| Text section |
═══

During Hitler's reign our country united to stop him, but Coca-Cola kept making Fanta orange drink for the Nazis to keep their German factories operating. IBM made punch cards to keep track of concentration camp inmates and our president's grandfather's company helped supply the Third Reich with arms. Sure, fascism is bad, but profit is good for a corporation.
It is no wonder the PR budget of corporations is so huge. Image is all-important when it helps the profit margin.
Product placement in movies, sponsoring sporting events, teams and stadiums and plastering logos on kids' clothing keep corporations visible and appearing benevolent.
Did Vice President Cheney take a cut in pay so he could guide our country, or was it more profitable to have him in the white house than as head of Halliburton?
And speaking of no-bid contracts and closed-door energy policy, did you really think the Iraq war was about supplying our country with more oil? Why haven't we seen an increase in oil supply since nearly 3,000 American deaths ago?
Because, it is more profitable for oil corporations to keep that Iraqi oil in the ground. It's all about supply and demand. Look how many more trillions in profits oil companies have made since the price of a barrel of oil tripled from the pre-war days.
Corporations are not above war profiteering, poisoning our environment, manipulating school children, buying news sources and brainwashing us into thinking we really need what they want to sell us.

═══

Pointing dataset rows
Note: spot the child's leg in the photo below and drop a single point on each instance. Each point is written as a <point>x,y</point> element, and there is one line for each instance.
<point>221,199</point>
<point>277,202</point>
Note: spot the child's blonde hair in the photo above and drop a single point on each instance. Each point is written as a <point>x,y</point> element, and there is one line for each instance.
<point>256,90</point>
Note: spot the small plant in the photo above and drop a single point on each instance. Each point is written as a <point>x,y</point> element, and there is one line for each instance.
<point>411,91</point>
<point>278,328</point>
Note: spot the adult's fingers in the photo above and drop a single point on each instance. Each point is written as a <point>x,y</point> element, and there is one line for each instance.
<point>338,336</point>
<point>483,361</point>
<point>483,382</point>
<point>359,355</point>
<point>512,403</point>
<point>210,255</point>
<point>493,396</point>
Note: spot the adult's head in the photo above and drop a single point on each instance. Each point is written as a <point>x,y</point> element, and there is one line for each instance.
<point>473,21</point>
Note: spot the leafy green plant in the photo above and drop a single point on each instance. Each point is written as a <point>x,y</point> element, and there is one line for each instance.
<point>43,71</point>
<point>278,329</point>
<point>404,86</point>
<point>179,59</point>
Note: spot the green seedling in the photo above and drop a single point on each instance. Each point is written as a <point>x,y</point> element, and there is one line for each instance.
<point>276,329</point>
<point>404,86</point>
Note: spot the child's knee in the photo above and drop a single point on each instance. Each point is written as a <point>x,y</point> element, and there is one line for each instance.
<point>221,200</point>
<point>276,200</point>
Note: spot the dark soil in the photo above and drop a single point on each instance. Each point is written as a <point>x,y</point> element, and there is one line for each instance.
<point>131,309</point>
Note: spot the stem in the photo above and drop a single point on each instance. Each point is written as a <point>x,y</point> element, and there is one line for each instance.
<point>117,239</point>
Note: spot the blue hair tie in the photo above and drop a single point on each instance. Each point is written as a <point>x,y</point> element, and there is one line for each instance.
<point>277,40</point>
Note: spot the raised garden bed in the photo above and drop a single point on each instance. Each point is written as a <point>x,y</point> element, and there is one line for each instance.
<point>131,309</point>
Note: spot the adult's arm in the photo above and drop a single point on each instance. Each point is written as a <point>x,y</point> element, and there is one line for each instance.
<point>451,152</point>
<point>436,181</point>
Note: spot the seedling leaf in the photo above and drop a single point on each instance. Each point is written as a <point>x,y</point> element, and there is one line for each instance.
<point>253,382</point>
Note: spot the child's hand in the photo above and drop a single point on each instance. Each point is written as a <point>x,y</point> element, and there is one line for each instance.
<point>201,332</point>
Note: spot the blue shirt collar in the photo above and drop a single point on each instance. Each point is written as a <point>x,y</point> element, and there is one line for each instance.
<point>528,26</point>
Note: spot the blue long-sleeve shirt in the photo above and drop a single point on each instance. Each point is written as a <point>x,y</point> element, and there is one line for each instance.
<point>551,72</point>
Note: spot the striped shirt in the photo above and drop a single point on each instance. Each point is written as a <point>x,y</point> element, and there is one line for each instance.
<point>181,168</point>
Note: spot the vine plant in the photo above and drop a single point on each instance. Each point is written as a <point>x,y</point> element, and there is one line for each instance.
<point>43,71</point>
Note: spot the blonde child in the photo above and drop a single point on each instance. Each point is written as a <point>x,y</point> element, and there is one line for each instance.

═══

| Objectives |
a. From the rows, copy out the part that opens with the line containing "Note: spot the child's knee" and closes with the line containing "<point>276,200</point>", including both of those lines.
b. Pick up the text on corporate profiteering after its last sentence and keep writing it.

| Outputs in order |
a.
Note: spot the child's knee in the photo above and drop a single point on each instance. Each point is written as a <point>x,y</point> element, and there is one line for each instance.
<point>221,200</point>
<point>276,200</point>

b.
So what can we do?
Don't look to our politicians. When we were taught that Americans are a free people, it didn't mean we were free to choose pawns of corporations in elections that can be electronically manipulated.
We are free to decide how we live our life. We are free to buy what we want. In this way we truly have the ability to limit corporate power.
Boycott companies that do harm.
Buy locally from members of your community when possible. Live a more sustainable lifestyle. Drive your present car twice as many years (unless it's a gas-guzzler).
Remember the motto of another war era: Use it up, wear it out, make it last.
Using less and buying less means having more money. Or it could mean having to earn less money, and having more free time.
What do you really need to be happy? Listen to your needs, not devious ads and commercials.
Greed is the flaw in corporate policy. Democracy can still live with the people.
Vote with the power of your purchases.